→ Task set
a) Which withdrawal symptoms does the passage on diet say came on after quitting caffeine?
b) Can you set down, word for word, the part of the passage on diet starting at "2) Foods made" and ending at "people get older."?

→ Extract to read
* * *

These strategies do work, and they work for much the same reason as the raw vegan approach works. It's not because "meat makes you healthy," and bananas and mangoes don't, or vice versa. It's what you're not eating.

If you take a "lotsa meat and nonsweet vegetables" approach, here's what you're not eating:

1) All processed foods, including all junk foods, soda, etc.
2) Foods made from the "white food" white flour, dairy, white sugar complex
3) All the GMO foods, including things made from corn and soy
4) Anything with nasty additives like MSG or artificial sweeteners
5) Possibly little or no dairy, depending on your diet strategy ("paleo")
6) Maybe less booze and coffee.
7) Probably a lot less salt, most of which is in processed foods.



I found this quote intriguing:


"Body fat" (actually a lot of it is water stored in the fat tissues) is affected by all kinds of things, including the amount of salt, alcohol, caffeine and other toxins in the diet. The body needs water to purge these toxins, so if you consume this regularly, the body naturally stores more water so that it has enough on hand. Douglas Graham says that he finds that long-term raw vegans generally have bodyfat well below these levels, even as people get older.



I wasn't absolutely convinced of the 'science' behind this, but I resolved to abstain from caffeine altogether for a few weeks and see what happened. I found this difficult: I needed to go from 1-5 cups of coffee and tea a day (plus fizzy drinks such as Diet Coke or diet V or Mother) to zero, and I experienced withdrawal symptoms straight away - headaches, pains in my legs, and flat moods. Caffeine seems to be the most addictive substance known to man. But I coped with the withdrawal symptoms by taking some paracetamol pills, and they disappeared after a week or two. I was rewarded with better sleep and an improvement in my temper - I became less irritable.

With some sadness, I also gave up beer, and stuck to drinking wine and spirits - also, fizzy drinks and processed foods such as tinned fruits (which come preserved in fruit juice). I generally stay away from pasta and spaghetti, even the high fibre kinds, because I seem to add on weight whenever I eat them.

* * *

→ Data shown
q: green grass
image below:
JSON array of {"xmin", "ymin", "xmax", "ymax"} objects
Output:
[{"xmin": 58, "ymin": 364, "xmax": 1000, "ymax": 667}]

* * *

→ Responses to the tasks
a) Headaches, pains in the legs, and flat moods.

b)
2) Foods made from the "white food" white flour, dairy, white sugar complex
3) All the GMO foods, including things made from corn and soy
4) Anything with nasty additives like MSG or artificial sweeteners
5) Possibly little or no dairy, depending on your diet strategy ("paleo")
6) Maybe less booze and coffee.
7) Probably a lot less salt, most of which is in processed foods.



I found this quote intriguing:


"Body fat" (actually a lot of it is water stored in the fat tissues) is affected by all kinds of things, including the amount of salt, alcohol, caffeine and other toxins in the diet. The body needs water to purge these toxins, so if you consume this regularly, the body naturally stores more water so that it has enough on hand. Douglas Graham says that he finds that long-term raw vegans generally have bodyfat well below these levels, even as people get older.